● **Dataset records**:
<<<<
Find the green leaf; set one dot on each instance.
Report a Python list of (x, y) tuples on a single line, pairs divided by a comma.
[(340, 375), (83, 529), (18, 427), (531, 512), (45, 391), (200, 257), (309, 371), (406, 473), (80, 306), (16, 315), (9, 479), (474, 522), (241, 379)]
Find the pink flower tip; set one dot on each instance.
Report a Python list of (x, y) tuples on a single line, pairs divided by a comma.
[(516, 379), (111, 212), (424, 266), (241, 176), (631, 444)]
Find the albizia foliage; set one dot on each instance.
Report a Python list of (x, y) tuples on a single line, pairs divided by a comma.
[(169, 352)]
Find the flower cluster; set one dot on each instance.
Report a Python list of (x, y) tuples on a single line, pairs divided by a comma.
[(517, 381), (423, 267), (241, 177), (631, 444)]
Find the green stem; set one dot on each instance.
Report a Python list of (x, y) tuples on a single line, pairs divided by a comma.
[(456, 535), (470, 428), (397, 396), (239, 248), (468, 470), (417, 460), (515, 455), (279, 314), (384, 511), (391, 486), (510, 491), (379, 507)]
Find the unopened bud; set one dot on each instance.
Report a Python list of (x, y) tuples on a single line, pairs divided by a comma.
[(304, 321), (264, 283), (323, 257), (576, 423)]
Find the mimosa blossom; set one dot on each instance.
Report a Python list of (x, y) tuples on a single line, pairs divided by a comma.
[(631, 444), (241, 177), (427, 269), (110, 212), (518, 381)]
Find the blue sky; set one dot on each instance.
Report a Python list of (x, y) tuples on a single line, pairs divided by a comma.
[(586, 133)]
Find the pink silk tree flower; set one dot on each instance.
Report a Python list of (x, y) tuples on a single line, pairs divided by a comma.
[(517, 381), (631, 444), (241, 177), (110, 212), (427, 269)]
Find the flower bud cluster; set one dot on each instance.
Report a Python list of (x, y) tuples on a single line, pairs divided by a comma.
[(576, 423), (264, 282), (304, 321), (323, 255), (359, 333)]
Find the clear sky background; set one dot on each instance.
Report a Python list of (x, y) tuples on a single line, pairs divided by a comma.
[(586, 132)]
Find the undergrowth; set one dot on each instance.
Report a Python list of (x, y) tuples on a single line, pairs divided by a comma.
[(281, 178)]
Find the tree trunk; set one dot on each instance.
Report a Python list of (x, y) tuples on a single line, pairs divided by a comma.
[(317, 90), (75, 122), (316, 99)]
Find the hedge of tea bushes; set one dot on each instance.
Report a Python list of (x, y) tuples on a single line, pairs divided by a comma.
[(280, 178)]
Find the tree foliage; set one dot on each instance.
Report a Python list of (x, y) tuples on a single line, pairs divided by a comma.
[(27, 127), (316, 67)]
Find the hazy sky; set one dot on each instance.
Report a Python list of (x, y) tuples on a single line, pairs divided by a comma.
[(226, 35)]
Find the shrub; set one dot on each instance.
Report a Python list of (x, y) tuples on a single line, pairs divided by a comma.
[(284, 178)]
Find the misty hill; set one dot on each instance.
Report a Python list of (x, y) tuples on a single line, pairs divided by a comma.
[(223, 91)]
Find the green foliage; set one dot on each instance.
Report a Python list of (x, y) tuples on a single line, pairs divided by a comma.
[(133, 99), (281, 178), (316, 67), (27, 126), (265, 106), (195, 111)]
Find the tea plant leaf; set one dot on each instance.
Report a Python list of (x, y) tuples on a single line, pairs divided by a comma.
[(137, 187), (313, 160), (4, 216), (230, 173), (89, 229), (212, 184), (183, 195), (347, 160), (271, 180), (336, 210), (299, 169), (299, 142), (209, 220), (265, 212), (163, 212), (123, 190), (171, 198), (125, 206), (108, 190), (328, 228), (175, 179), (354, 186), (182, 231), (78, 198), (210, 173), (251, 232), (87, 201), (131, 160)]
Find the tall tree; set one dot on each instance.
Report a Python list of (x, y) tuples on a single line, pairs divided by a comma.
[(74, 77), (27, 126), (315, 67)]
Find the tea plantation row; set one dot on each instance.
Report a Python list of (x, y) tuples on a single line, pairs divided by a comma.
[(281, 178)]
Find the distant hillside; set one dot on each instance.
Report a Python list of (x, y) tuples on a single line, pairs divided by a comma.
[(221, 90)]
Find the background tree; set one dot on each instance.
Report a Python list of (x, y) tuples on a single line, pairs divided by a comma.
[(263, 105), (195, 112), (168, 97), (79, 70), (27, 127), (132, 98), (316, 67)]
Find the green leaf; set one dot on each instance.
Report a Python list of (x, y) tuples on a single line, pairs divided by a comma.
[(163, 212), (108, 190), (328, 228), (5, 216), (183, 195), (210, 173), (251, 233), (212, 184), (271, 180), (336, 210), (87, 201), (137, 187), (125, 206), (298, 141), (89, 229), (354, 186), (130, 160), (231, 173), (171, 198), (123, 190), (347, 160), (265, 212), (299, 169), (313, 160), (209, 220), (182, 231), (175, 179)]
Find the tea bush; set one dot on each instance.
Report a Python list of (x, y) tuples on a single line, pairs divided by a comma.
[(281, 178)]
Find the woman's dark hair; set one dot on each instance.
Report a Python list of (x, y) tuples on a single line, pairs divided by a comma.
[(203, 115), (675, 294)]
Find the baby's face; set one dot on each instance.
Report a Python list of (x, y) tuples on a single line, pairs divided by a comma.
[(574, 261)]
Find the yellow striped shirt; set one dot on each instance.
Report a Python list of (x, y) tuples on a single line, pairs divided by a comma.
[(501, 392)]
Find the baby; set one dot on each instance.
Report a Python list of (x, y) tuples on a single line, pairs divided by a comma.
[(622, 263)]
>>>>
● **Aim of the exercise**:
All lines from the one containing "Find the distant" through the end of the records, both ends included, are to be quoted exactly; please add nothing else.

● **Solved problem**:
Find the distant hillside; set one dot on each instance.
Report a Python list of (x, y) tuples on a single line, pairs divided by a comma.
[(221, 90)]
Find the background tree; set one dot on each instance.
Report a Python list of (x, y) tuples on a single line, pairs divided by a comma.
[(263, 105), (195, 112), (168, 97), (79, 70), (27, 127), (132, 98), (316, 67)]
Find the green leaf; set one dot on each instance.
Report a Python list of (x, y) tuples on a single line, pairs divided by a comma.
[(163, 212), (108, 190), (328, 228), (5, 216), (183, 195), (210, 173), (251, 233), (212, 184), (271, 180), (336, 210), (87, 201), (137, 187), (125, 206), (298, 141), (89, 229), (354, 186), (130, 160), (231, 173), (171, 198), (123, 190), (347, 160), (265, 212), (299, 169), (313, 160), (209, 220), (182, 231), (175, 179)]
Find the tea bush; set one dot on each instance.
Report a Python list of (x, y) tuples on a single line, pairs divided by a comma.
[(281, 178)]
Find the woman's dark hair; set one dot on each instance.
Report a Python list of (x, y) tuples on a single line, pairs divided by a comma.
[(203, 115), (675, 294)]
Find the baby's face; set one dot on each instance.
Report a Python list of (x, y) tuples on a single line, pairs divided by a comma.
[(574, 261)]
Find the yellow striped shirt; set one dot on each instance.
Report a Python list of (x, y) tuples on a single line, pairs divided by a comma.
[(501, 392)]
Find the baby; set one dot on each instance.
Report a Python list of (x, y) tuples on a single line, pairs divided by a comma.
[(622, 263)]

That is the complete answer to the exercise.